> [Ваша задача]: Выведите без изменений фрагмент интервью о пении, который начинается со слов «У тебя были» и заканчивается словами «Евгения Сергеевича Кустовского.».
====== Исходный текст
Нет, не надо. Совсем голоса нет у немых, слуха нет у глухих. А у кого есть голос, но нет музыкального слуха — это развивается. Очень много моих знакомых, про которых говорят, что они безголосые, без слуха («слон на ухо наступил, стадо мамонтов пробежало»), — говорят: «Мить, а правда, можно научить петь кого угодно, и даже меня?» —– «Можно!» И у них загораются глаза — а это люди взрослые, и некоторые старше меня, уже сформировавшиеся личности, с определенным мироощущением. И тут я им раскрываю самую главную причину, по которой им очень сложно будет певчими стать, вообще певцами. Они думают, что это какой-то волшебный фокус, как будто я знаю какую-то такую хитрость, как Старик Хоттабыч: шпык — и они запели! Это чудовищный труд!

Если у человека дряблые мышцы — есть упражнения, гири-гантели и т. п. Для тех, у кого не развит музыкальный слух и голос, — есть тоже комплекс упражнений. И если качаться для взрослого человека еще как-то оправданно, то будет ли он ходить несколько раз в неделю, еще платя деньги, и заниматься сольфеджио, как малолетка в музыкальной школе, независимо от всех тех взрослых причин, которые могут оказаться гораздо важнее?

То есть любой взрослый человек, если очень хочет, то может научиться петь?

Не просто хочет, а должна быть чудовищная упёртость у этого человека! Очень хорошими певчими становятся не те, у кого данные хорошие, а кто больше всех упёрт. Неважно, какое у них образование. Я знаю людей с блестящим музыкальным образованием, но они не могут запеть из-за каких-то психологических трудностей — они никак не могут решиться и понять, надо им это или нет? Певчими становятся те, кто не может не петь. Тем более на клиросе. Они должны Бога славить именно так. Они сами не понимают, как это получается, но им хочется слиться вместе с общим хором. И это ничем не вышибешь. В свое время мы все, выросшие в регентов, в хороших певчих при Кустовском, перенесли очень много разных пинков и таких выражений, как «никогда больше сюда не приходи, не вставай, не раскрывай рот больше никогда в жизни и т. д.». Но мы очень хотели!

У тебя были проблемы со слухом и голосом?

Нет. Я закончил музыкальное училище по классу ударных. Но певцом не был — это все равно, что сказать пианисту: «Ну, сыграй нам на скрипке, ты же музыкант!» А то, что стал им — это заслуга, конечно, Евгения Сергеевича Кустовского.

Окончательно прибился к нашему храму я в 1993 году. Моему воцерковлению способствовал ряд обстоятельств. В какой-то духовной брошюрке я прочел, что нужно найти свой храм, своего священника, в общем — свое место. Однажды я попал в Коломенский женский монастырь. Это был конец 80-х, монастырь был еще в развалинах. Что-то мне там сказала игуменья Ксения, а я довольно резко отшутился. Она на меня внимательно посмотрела и пригласила поговорить. Мы с ней ходили вокруг монастыря целый час, она меня расспрашивала... Матушка Ксения дала мне толстую стопку духовных книг, которые тогда очень сложно было достать, и сказала: «Ты сюда не сможешь ездить постоянно — тебе нужно воцерковляться».
============
====== Предоставленные записи
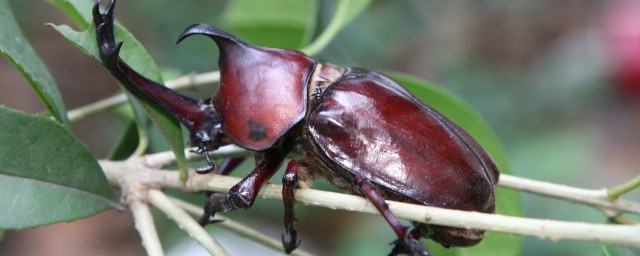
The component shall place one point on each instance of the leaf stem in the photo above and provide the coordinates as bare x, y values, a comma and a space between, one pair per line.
624, 188
185, 222
183, 82
145, 226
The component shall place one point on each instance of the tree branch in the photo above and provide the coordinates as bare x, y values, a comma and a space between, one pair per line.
240, 229
598, 198
185, 222
626, 235
146, 228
============
> [Решение задачи]:
У тебя были проблемы со слухом и голосом?

Нет. Я закончил музыкальное училище по классу ударных. Но певцом не был — это все равно, что сказать пианисту: «Ну, сыграй нам на скрипке, ты же музыкант!» А то, что стал им — это заслуга, конечно, Евгения Сергеевича Кустовского.